__Written exercise__. Produce an exact copy of the lines from the line containing "Where can you find the dark blue" through the last line of the listing below, both ends included, and nothing else.
# start of Data rows
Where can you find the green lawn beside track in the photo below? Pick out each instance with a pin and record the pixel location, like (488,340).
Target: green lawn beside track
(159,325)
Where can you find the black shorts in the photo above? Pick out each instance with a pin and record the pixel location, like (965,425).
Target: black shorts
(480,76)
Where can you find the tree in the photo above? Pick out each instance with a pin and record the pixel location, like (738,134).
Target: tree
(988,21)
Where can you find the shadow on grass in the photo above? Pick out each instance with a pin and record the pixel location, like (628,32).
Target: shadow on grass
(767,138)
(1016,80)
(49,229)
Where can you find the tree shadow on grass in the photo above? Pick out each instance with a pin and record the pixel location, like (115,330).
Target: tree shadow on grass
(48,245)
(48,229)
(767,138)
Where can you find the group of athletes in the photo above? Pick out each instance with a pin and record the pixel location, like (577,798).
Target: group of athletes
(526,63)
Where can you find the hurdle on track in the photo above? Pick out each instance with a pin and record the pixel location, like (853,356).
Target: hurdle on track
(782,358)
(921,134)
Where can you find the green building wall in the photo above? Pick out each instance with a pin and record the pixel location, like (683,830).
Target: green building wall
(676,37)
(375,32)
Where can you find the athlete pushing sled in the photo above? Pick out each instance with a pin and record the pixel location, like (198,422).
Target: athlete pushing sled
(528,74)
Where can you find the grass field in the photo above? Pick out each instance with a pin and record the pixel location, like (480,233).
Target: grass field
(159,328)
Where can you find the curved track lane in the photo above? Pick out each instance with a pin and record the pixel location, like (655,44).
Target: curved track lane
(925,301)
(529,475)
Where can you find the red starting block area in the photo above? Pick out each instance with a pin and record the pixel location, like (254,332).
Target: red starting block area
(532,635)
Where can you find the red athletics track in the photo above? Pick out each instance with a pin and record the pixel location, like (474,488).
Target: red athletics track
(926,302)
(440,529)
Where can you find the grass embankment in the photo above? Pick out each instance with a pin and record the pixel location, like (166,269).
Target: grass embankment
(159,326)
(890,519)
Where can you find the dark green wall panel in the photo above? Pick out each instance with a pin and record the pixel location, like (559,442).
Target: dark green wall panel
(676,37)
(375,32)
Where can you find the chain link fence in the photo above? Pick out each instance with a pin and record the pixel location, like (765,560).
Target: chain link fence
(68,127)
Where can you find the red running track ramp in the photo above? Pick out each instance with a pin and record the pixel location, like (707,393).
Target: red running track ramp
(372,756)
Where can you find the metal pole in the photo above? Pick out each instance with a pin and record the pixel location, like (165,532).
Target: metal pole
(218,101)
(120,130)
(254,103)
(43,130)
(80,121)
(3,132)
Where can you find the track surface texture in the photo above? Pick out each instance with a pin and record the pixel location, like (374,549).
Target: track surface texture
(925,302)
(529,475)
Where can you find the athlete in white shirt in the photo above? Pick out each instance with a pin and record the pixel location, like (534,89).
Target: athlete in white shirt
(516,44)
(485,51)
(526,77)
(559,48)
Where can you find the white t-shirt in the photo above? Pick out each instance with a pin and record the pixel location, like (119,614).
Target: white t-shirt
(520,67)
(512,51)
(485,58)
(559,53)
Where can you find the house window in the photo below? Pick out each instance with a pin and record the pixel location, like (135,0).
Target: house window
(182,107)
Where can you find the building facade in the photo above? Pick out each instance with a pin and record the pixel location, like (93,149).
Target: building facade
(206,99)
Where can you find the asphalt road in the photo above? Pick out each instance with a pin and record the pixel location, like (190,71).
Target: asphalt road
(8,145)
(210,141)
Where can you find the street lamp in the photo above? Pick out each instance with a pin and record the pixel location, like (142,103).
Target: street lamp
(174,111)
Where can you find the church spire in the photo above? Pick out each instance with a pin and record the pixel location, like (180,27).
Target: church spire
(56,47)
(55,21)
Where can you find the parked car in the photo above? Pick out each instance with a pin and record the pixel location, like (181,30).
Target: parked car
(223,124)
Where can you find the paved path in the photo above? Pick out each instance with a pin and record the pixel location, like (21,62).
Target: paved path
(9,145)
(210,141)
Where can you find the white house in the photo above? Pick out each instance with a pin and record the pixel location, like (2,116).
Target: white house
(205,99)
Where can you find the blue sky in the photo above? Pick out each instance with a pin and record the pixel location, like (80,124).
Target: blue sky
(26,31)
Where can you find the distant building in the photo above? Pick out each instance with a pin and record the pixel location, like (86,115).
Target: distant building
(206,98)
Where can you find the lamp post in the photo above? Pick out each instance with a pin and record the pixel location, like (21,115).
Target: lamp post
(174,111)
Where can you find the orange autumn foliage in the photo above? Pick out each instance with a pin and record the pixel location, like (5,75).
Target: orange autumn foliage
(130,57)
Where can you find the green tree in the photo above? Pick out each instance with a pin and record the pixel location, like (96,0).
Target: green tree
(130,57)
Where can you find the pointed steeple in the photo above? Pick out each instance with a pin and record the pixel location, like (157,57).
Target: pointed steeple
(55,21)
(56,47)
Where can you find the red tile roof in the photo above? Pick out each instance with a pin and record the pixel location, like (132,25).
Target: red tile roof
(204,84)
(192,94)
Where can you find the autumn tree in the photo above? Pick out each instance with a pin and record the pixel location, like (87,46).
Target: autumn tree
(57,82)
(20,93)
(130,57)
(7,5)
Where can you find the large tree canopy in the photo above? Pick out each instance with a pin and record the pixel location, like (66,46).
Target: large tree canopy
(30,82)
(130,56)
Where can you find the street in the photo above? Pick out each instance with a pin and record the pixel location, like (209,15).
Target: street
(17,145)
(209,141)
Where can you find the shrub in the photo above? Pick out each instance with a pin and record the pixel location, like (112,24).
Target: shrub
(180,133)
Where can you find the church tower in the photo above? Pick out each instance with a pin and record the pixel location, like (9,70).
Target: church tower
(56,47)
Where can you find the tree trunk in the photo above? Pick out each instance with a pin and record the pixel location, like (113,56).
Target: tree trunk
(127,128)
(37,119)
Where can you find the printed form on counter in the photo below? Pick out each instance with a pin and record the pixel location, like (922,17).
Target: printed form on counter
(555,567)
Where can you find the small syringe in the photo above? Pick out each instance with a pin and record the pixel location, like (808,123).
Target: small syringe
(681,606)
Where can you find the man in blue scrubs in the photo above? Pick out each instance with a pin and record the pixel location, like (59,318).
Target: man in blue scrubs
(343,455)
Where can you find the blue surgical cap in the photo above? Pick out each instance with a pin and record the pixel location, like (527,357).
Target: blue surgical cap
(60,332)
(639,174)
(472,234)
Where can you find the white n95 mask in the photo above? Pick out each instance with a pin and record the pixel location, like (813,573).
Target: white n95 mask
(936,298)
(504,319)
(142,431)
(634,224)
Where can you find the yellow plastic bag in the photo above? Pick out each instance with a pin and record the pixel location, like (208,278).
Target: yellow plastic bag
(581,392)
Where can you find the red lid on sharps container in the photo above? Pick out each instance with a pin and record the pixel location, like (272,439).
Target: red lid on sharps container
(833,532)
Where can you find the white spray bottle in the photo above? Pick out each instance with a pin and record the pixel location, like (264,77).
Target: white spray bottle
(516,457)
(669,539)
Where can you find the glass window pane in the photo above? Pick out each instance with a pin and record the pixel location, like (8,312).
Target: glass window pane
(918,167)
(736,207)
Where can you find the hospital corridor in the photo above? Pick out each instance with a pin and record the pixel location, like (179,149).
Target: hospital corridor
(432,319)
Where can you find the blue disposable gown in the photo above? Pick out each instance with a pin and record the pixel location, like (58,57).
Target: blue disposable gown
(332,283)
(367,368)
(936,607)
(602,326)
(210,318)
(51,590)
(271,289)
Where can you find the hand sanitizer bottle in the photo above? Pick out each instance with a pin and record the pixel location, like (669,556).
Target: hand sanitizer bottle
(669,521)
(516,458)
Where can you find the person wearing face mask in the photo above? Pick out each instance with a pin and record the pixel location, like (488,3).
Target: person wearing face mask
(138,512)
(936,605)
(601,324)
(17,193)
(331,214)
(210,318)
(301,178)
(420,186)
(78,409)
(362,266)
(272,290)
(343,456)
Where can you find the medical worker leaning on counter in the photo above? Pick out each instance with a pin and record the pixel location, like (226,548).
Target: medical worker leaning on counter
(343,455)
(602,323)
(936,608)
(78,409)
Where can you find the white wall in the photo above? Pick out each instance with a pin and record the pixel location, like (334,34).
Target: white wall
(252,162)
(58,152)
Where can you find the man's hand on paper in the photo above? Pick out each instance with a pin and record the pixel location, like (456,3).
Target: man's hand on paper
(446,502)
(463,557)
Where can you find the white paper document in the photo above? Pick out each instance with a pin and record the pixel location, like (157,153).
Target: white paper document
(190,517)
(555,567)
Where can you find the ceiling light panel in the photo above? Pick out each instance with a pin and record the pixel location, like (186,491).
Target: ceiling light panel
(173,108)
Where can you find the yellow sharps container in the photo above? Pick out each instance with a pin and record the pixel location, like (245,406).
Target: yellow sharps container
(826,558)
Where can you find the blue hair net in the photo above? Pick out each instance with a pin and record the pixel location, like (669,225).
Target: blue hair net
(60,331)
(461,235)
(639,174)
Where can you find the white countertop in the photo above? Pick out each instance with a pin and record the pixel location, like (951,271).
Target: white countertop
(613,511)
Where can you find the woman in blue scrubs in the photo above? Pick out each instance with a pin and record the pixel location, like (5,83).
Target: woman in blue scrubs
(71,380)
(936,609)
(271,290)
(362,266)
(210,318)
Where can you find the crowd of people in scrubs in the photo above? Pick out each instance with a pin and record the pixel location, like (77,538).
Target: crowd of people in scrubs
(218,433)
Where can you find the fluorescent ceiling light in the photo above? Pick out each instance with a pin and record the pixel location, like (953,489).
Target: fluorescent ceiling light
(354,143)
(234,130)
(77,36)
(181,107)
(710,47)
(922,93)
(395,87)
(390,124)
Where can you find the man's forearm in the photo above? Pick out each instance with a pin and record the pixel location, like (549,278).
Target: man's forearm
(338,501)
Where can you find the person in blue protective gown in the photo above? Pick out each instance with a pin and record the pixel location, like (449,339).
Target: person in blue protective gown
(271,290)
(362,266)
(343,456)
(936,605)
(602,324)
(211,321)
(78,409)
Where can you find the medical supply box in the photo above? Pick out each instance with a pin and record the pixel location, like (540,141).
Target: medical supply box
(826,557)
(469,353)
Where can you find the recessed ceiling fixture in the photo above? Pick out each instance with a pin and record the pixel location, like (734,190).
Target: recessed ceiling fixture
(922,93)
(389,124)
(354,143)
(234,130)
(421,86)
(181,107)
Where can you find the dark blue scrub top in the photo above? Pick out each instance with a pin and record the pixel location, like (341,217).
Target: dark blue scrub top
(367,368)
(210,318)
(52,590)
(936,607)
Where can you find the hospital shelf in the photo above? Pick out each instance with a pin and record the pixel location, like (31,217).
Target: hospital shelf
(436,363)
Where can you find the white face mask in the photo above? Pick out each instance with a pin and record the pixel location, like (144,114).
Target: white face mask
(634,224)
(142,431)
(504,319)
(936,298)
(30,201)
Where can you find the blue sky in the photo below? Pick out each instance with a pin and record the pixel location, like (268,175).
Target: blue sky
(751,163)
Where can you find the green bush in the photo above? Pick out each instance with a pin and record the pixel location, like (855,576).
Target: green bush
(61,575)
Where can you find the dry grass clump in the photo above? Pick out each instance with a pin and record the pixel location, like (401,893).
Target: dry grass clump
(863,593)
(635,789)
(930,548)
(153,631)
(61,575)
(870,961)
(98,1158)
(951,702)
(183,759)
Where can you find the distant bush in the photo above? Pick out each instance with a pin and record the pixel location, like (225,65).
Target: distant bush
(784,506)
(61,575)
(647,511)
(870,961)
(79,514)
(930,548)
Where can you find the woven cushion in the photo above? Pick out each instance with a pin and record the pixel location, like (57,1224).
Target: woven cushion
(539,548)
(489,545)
# end of Data rows
__Answer to this task__.
Where can you find the dark blue scrub top in the photo above? Pick out each instance with a pin and record the pixel location, like (341,217).
Target: dark blue scrub top
(367,368)
(210,318)
(52,590)
(936,607)
Where can you find the hospital shelf in the photo above? Pick out each instance with a pin and record the pixel location, like (31,217).
Target: hospital shelf
(436,363)
Where can you find the white face mask in the photo above? Pick out each instance with a pin and record the pixel location, like (144,114).
Target: white face mask
(634,224)
(142,431)
(504,319)
(936,298)
(30,201)
Where can you find the blue sky in the photo below? Pick out each instance with a pin and record the pixel location, like (268,175).
Target: blue sky
(751,163)
Where can you find the green bush in the photo above? Pick out each instance with a pin and record the pixel location, like (855,576).
Target: green bush
(61,575)
Where can you find the dry grass clump in the photo above? Pick out each instance with a pin and record the pixel location, like (401,893).
Target: dry grass clump
(863,593)
(635,789)
(930,548)
(153,631)
(61,575)
(870,961)
(98,1158)
(951,702)
(183,759)
Where can you find the distant bush in the photo above? Pick out each instance with a pin and record the pixel location, like (225,65).
Target: distant bush
(784,506)
(61,575)
(647,511)
(870,961)
(79,514)
(930,548)
Where can you find the woven cushion in the photo above? Pick out each instance with a pin and record the pixel location, like (57,1224).
Target: woven cushion
(539,548)
(489,545)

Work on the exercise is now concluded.